November 28, 1992

Berkeley City Council

2180 Milvia Street

Berkeley, California 94704

Re: Speed Bumps

Gentlepersons:

I understand that you voted to build speed bumps all over Berkeley, in order to get drivers to slow down. I think that this decision was very short-sighted, and should be reversed.

Think ahead! Most oil experts agree that by only 2020, we will have used up all economically retrievable oil reserves in the U.S. (i.e., the energy needed to get any more oil out of the ground will be greater than the energy that that oil will provide!). (Globally, oil will run out around 2040.) At that point, we won't have enough energy available to keep anywhere near the current number of vehicles on the road. (I am assuming that we will want to reserve our natural gas for heating our homes, that burning coal would be too dirty and contribute too much to global warming, and that nuclear energy would still be considered environmentally unacceptable.)

And even if the oil weren't going to run out, for environmental, health, economic, and many other reasons, we still need to drastically reduce our use of private motor vehicles. The real problem is not that a few of them are driven too fast. The real problem is that they exist at all!

That leaves mostly human-powered vehicles (bicycles, etc.) and electric vehicles. For both of these, bumps in the road will be unnecessary and a great nuisance. We will just have to remove all of the bumps.

▶ Work order
Copy the part of the speed bump letter starting with "Berkeley City Council" and going on through "should be reversed.". The listing that comes next can be left aside.

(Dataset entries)
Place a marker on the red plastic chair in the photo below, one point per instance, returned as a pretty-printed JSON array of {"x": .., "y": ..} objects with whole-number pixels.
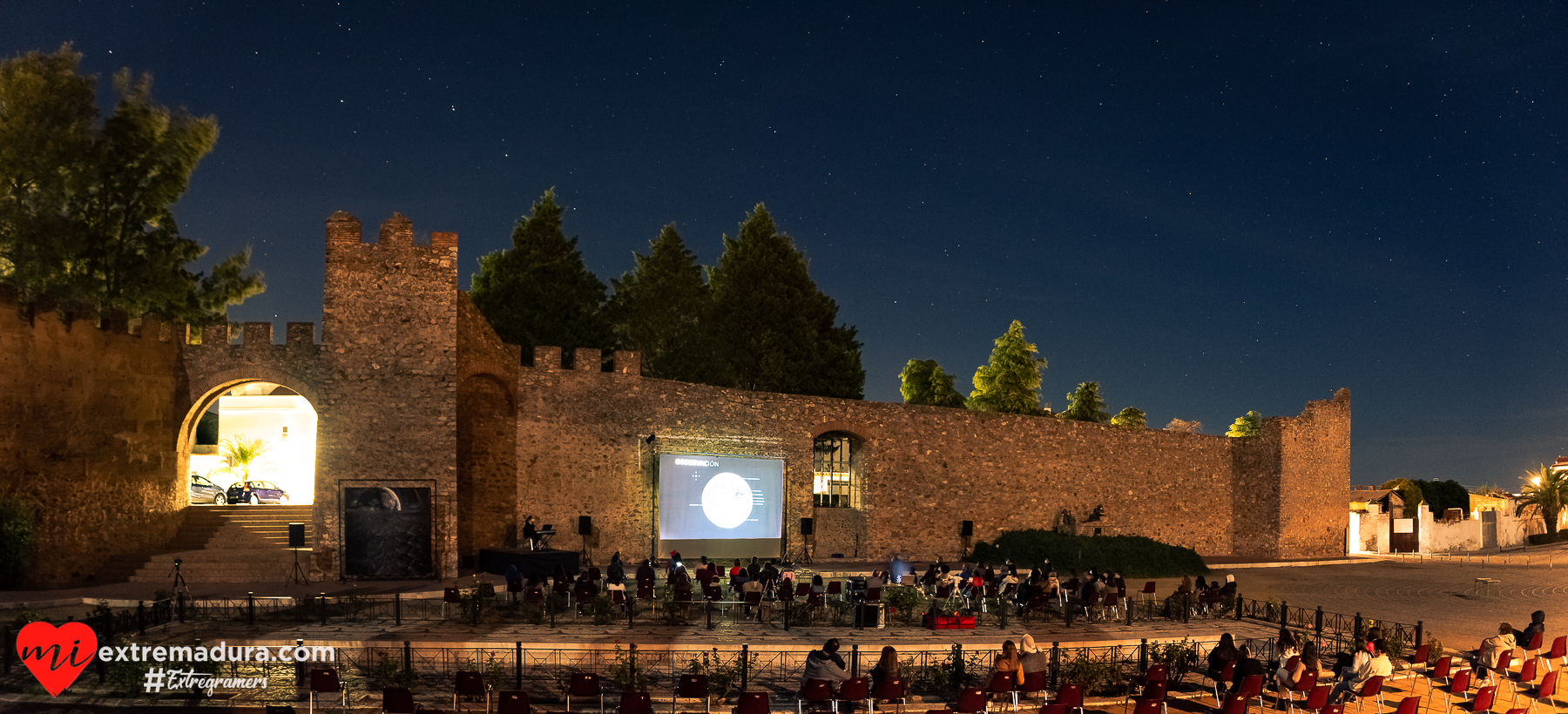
[
  {"x": 815, "y": 690},
  {"x": 1034, "y": 683},
  {"x": 1068, "y": 697},
  {"x": 515, "y": 702},
  {"x": 1457, "y": 686},
  {"x": 971, "y": 700},
  {"x": 889, "y": 690},
  {"x": 470, "y": 684},
  {"x": 1003, "y": 683},
  {"x": 1371, "y": 690},
  {"x": 1227, "y": 674},
  {"x": 1534, "y": 645},
  {"x": 1528, "y": 672},
  {"x": 856, "y": 690},
  {"x": 1252, "y": 688},
  {"x": 1236, "y": 704},
  {"x": 584, "y": 684},
  {"x": 397, "y": 700},
  {"x": 1317, "y": 698},
  {"x": 1409, "y": 705},
  {"x": 1544, "y": 690},
  {"x": 1443, "y": 670},
  {"x": 1484, "y": 698},
  {"x": 1418, "y": 661},
  {"x": 1152, "y": 692},
  {"x": 752, "y": 704},
  {"x": 1504, "y": 664},
  {"x": 692, "y": 686},
  {"x": 1305, "y": 688},
  {"x": 323, "y": 680},
  {"x": 635, "y": 704}
]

▶ Answer space
Berkeley City Council

2180 Milvia Street

Berkeley, California 94704

Re: Speed Bumps

Gentlepersons:

I understand that you voted to build speed bumps all over Berkeley, in order to get drivers to slow down. I think that this decision was very short-sighted, and should be reversed.